**DATA TO USE**

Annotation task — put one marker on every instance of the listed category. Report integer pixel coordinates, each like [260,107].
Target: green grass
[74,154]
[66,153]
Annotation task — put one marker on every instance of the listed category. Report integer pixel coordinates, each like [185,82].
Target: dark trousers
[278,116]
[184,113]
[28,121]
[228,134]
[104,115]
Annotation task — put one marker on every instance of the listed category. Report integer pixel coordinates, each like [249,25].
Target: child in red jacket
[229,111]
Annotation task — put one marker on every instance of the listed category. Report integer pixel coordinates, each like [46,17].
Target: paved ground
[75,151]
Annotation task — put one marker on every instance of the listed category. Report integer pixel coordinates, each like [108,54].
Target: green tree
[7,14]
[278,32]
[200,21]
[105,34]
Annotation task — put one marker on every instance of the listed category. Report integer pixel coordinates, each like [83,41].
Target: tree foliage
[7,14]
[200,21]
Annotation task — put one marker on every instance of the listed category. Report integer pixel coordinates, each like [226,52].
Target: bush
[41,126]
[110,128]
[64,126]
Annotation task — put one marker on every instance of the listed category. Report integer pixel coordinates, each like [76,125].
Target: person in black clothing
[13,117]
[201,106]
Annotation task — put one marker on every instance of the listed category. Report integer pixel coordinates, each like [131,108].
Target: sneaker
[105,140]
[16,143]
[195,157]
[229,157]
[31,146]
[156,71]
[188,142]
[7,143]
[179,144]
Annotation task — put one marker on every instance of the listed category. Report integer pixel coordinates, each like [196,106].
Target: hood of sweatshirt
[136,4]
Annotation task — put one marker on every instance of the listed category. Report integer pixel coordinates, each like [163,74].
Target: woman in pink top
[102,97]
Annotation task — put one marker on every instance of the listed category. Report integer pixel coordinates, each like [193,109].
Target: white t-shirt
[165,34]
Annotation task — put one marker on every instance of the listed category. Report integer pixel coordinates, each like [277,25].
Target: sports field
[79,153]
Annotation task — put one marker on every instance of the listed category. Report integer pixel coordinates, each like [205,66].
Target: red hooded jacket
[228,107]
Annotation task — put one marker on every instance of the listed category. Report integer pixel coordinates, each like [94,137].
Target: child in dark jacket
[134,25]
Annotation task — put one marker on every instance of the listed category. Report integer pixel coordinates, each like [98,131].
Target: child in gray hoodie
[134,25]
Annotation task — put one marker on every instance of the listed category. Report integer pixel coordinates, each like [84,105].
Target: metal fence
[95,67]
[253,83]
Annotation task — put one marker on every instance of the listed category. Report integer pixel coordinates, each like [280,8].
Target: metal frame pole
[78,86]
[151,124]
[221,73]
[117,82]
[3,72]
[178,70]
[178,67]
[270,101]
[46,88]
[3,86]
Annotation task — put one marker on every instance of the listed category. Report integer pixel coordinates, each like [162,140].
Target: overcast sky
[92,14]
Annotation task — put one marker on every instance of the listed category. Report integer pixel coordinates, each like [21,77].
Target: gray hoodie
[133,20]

**YOUR OBJECTIVE**
Rewrite the entries from the line with "each like [162,140]." through the end of the entries, swapping "overcast" for "cloudy" and leaving everything else unchanged.

**PROBLEM SOLUTION**
Annotation task — put one marker on every instance of the listed category. Report integer pixel coordinates, each like [162,140].
Target: cloudy sky
[92,14]
Annotation task — put one marker on every instance of the listed category. Report integer pixel coordinates, each like [21,77].
Target: gray hoodie
[133,20]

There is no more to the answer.